What you are asked to do: Only the lines from the one containing "You are given a photograph. Could you point to the ceramic" through the last line of the entries are wanted. Transcribe them exactly.

————

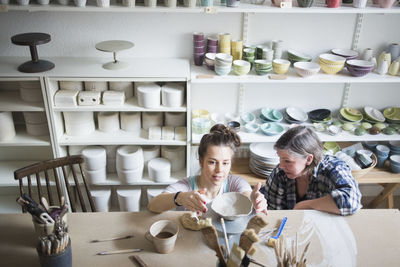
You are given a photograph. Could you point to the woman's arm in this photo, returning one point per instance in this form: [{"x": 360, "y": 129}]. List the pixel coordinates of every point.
[{"x": 324, "y": 203}]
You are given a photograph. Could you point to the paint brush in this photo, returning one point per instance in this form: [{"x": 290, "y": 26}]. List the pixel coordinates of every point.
[{"x": 110, "y": 239}]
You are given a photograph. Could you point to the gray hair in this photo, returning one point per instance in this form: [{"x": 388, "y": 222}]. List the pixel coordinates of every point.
[{"x": 302, "y": 141}]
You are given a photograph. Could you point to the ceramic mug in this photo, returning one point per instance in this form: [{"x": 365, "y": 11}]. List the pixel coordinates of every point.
[{"x": 163, "y": 235}]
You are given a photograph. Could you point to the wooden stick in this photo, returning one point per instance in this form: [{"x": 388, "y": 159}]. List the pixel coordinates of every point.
[
  {"x": 111, "y": 239},
  {"x": 119, "y": 251}
]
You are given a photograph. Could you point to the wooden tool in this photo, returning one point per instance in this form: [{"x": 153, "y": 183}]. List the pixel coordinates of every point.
[
  {"x": 110, "y": 239},
  {"x": 211, "y": 235}
]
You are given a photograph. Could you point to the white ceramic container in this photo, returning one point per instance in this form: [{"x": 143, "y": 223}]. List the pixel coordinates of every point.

————

Problem solution:
You are given a photograph. Could you point to the ceramic mug in this photo, returning one point per instance in this form: [{"x": 365, "y": 11}]. List the pixel coordinates of every point.
[{"x": 163, "y": 235}]
You are given a photograph. Could you point to the wooden stick in this photo, returning one point per instance in this form: [{"x": 388, "y": 159}]. List the pixel coordinates of every point.
[
  {"x": 111, "y": 239},
  {"x": 119, "y": 251}
]
You are given a photograph. Could you point to the wooden tool in this photo, returning one point per instance in this form: [{"x": 153, "y": 183}]. List the pixel coordinates of every point.
[
  {"x": 110, "y": 239},
  {"x": 211, "y": 235}
]
You are given a photograph. Could you point to the white ceramic container in this photo, returning one point per instance in this form: [{"x": 143, "y": 223}]. List the pixel coordinates of every point.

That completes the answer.